• _GOAL_
Return, unchanged, the lines of the entries below that run from the line containing "the ambulance rear" up to and including the line containing "[(358, 162)]".
--------
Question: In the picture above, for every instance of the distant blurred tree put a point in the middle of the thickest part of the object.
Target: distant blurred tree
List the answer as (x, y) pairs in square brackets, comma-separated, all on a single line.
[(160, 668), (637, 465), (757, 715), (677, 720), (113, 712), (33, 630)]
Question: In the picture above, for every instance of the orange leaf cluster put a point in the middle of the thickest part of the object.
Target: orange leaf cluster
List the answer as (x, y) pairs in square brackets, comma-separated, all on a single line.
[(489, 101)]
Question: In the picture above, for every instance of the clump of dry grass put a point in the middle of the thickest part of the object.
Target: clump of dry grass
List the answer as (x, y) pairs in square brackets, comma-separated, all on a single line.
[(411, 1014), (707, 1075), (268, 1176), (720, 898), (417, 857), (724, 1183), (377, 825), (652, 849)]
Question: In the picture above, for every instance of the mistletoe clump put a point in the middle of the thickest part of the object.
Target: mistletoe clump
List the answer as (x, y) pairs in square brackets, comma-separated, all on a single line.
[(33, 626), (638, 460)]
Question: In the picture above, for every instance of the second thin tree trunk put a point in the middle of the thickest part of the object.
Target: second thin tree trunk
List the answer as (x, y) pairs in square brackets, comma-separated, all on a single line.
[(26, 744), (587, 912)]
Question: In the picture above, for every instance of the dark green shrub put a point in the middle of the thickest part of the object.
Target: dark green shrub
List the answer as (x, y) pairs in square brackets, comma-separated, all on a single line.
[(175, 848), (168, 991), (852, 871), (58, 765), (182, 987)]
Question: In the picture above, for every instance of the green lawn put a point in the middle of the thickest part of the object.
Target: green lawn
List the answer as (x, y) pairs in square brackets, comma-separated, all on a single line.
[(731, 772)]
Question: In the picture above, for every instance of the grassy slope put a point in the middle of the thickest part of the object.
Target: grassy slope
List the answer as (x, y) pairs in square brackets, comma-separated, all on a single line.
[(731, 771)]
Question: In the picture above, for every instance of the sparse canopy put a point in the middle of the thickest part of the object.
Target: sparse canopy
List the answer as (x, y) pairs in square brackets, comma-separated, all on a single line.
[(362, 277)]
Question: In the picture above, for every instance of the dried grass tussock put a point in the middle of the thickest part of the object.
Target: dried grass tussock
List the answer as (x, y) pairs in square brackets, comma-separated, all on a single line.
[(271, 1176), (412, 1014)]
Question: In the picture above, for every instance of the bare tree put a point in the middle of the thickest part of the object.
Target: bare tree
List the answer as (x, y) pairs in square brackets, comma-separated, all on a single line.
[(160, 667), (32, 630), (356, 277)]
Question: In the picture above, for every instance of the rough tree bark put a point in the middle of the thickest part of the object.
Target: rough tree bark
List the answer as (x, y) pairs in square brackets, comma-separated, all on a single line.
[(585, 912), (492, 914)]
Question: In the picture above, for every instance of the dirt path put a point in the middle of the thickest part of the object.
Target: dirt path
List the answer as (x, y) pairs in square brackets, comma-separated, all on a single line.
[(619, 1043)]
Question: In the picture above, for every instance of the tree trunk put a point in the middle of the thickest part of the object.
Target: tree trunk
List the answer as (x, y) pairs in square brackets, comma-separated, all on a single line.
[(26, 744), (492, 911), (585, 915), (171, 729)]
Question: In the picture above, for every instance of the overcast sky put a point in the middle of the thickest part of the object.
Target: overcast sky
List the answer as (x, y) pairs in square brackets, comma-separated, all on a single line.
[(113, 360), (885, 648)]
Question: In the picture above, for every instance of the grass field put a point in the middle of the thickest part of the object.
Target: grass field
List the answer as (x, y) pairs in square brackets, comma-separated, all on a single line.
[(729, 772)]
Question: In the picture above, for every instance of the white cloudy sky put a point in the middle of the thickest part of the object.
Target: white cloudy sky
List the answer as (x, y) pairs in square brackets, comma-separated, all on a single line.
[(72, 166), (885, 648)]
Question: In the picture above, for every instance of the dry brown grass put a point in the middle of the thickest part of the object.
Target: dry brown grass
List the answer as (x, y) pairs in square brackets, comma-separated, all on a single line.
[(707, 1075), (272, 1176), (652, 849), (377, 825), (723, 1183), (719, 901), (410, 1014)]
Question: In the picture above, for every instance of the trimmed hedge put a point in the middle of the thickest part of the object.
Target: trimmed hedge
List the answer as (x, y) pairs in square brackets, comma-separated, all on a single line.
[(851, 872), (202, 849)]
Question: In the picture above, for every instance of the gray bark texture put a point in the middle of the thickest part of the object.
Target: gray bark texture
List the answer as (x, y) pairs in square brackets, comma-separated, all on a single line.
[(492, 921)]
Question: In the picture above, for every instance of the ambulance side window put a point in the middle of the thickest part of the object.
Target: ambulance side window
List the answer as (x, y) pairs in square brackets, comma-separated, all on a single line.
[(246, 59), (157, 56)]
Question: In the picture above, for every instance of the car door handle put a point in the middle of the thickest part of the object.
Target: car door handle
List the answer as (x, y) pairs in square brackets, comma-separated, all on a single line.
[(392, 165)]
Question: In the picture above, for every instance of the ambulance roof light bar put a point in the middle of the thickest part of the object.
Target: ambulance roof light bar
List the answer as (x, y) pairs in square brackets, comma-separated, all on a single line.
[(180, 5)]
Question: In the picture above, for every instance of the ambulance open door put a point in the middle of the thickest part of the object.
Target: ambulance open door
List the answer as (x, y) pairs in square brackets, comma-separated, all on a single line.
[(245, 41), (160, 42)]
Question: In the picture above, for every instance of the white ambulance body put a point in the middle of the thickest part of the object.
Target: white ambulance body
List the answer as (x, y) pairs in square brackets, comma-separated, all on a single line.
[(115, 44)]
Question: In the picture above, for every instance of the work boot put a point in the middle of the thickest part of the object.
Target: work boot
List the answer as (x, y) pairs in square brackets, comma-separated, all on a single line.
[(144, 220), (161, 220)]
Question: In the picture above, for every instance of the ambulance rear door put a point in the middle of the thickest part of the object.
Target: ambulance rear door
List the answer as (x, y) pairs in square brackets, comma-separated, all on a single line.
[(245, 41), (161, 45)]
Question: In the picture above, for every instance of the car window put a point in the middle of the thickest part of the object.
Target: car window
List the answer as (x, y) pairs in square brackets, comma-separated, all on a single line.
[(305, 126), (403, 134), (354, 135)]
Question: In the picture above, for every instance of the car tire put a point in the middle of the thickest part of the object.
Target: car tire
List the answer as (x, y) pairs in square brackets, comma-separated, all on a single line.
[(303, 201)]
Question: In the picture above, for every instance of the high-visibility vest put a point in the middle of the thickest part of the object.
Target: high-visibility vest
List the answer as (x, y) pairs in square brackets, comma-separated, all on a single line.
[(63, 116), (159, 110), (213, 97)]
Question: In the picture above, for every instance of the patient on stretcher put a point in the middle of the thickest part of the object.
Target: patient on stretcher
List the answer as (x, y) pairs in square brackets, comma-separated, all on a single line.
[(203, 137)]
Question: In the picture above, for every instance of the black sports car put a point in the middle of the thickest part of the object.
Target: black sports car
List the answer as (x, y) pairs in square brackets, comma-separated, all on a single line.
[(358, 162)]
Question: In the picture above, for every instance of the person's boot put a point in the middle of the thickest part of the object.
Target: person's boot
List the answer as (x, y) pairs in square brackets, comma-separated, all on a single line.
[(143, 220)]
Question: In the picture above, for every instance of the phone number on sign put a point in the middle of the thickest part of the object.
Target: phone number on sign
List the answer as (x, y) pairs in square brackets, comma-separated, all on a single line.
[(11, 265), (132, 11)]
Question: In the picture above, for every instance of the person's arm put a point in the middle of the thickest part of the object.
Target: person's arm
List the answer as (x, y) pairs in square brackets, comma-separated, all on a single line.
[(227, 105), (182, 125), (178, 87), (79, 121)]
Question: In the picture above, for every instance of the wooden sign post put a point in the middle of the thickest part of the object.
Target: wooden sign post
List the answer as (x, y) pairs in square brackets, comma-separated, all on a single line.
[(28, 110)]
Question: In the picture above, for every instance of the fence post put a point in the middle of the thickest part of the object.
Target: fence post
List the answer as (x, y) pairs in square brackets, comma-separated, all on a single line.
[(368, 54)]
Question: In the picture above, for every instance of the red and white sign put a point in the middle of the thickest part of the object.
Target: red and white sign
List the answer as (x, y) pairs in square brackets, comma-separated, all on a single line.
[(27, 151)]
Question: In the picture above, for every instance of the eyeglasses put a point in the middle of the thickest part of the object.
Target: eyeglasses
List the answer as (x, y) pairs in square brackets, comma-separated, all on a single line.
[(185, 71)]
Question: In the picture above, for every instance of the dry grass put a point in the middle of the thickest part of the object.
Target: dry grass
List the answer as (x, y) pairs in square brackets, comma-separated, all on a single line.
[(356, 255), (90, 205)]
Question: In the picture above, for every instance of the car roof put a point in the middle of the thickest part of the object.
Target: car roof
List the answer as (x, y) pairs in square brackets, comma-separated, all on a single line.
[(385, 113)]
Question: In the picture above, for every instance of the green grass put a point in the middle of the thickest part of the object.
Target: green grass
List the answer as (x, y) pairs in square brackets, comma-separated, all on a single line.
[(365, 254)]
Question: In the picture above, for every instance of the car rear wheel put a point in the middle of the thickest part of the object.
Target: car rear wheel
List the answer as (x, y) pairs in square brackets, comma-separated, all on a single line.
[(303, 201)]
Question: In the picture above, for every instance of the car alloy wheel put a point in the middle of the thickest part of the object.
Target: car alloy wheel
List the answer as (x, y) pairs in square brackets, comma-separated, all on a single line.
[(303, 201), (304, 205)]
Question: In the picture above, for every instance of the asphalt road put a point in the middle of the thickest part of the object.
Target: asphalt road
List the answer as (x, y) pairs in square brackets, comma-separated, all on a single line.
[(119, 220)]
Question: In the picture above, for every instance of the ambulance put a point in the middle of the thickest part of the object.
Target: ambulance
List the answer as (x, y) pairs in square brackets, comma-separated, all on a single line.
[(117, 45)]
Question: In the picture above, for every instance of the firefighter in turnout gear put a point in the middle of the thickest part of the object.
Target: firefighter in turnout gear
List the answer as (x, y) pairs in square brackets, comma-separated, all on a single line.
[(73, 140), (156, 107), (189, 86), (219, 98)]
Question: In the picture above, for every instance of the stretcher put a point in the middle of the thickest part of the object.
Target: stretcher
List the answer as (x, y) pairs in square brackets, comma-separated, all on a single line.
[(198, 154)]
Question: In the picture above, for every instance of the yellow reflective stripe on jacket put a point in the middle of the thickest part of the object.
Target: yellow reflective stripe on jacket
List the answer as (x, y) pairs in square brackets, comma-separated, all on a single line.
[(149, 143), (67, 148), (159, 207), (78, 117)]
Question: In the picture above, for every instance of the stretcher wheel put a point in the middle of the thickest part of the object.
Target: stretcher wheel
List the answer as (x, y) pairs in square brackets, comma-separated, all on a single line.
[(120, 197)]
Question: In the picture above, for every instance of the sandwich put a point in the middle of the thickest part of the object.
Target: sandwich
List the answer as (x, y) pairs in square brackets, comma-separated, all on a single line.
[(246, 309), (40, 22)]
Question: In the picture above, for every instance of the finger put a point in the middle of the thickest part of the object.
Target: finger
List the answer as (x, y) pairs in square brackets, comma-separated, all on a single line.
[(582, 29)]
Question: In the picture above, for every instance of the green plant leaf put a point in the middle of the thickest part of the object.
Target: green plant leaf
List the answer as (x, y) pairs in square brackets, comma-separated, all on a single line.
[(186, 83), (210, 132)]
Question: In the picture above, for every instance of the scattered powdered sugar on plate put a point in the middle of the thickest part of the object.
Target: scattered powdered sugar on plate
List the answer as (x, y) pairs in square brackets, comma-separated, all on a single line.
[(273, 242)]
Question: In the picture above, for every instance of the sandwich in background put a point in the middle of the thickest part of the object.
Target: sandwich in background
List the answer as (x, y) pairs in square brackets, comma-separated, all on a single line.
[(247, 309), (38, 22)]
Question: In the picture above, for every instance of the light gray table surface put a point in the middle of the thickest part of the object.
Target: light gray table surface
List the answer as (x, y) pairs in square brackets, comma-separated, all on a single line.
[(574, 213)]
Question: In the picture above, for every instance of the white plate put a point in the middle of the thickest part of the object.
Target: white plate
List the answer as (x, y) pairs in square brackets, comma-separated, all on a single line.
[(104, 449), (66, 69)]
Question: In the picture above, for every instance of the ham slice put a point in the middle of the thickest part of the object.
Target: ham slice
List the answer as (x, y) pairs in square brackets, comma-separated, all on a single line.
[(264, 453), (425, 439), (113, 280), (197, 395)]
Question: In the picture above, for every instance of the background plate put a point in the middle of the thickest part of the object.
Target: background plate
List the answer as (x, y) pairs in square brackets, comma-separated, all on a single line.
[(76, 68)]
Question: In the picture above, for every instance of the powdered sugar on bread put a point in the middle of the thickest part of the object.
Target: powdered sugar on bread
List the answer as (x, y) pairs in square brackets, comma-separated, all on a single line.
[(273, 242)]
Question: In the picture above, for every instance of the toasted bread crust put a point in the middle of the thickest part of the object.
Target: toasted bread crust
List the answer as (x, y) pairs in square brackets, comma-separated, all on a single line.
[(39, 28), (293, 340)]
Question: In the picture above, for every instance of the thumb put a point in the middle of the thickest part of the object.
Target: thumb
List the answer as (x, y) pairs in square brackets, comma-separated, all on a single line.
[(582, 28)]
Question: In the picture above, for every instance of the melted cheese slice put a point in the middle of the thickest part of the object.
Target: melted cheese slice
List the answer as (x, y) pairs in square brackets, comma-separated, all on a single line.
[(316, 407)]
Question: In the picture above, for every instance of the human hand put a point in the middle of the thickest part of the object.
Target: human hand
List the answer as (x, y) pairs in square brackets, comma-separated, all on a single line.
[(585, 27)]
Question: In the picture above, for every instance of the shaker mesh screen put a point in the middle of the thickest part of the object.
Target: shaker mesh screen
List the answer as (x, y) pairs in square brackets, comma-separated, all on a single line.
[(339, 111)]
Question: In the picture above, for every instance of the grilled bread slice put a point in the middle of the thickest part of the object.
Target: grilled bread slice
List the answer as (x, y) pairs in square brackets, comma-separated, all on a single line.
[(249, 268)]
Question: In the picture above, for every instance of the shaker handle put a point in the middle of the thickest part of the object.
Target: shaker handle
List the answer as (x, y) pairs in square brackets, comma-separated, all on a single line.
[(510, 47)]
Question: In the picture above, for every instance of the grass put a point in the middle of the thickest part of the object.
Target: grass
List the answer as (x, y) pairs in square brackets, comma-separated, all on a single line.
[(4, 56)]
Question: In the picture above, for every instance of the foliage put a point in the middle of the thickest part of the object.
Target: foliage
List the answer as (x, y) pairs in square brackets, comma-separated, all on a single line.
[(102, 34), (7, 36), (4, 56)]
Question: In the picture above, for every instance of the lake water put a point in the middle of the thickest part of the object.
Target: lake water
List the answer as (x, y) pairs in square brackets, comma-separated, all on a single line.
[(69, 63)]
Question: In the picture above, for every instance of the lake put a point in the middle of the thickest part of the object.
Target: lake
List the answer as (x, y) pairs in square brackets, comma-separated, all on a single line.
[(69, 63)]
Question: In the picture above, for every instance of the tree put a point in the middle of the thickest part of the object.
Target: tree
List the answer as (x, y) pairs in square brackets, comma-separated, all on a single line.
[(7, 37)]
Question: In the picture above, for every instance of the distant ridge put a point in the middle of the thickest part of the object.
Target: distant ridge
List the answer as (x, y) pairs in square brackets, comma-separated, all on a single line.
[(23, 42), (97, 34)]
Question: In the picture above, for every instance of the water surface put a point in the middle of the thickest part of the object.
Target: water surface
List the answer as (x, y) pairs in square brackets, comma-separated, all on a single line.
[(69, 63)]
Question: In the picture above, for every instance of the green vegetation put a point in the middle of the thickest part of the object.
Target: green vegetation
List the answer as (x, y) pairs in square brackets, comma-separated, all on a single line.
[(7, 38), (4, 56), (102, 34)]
--------
• _EXERCISE RESULT_
Question: In the picture above, for every instance of the ambulance rear door put a point in the middle of the thickest part of the object.
Target: ambulance rear door
List the answer as (x, y) pairs in square brackets, comma-separated, all on a single line.
[(245, 41), (161, 45)]
Question: In the picture above, for every instance of the car window put a point in the middle of the thickest part of the object.
Target: car window
List the answer as (x, y) pairs in square brackets, comma-separated, all on a single line.
[(305, 126), (403, 134), (354, 135)]
Question: In the picture above, for every instance of the car tire put a point in the middle of the thickest part of the object.
Target: car tire
List the answer as (x, y) pairs in square brackets, comma-separated, all on a single line.
[(303, 201)]
Question: In the picture above, for every instance of the high-visibility vest put a point in the middle of the thickest part of the object.
Target: high-visibility vest
List the answer as (x, y) pairs in square brackets, comma-separated, all on a single line.
[(63, 116), (159, 110), (213, 97)]
Question: In the picture above, for every instance of the patient on stretcher put a point in the middle of the thickest part of the object.
Target: patient on stretcher
List the answer as (x, y) pairs in square brackets, comma-separated, all on a single line.
[(203, 137)]
Question: In the picture above, for every instance of the black sports car put a point in the middle of the thickest part of the object.
Target: black sports car
List the answer as (x, y) pairs in square brackets, comma-separated, all on a single line.
[(358, 162)]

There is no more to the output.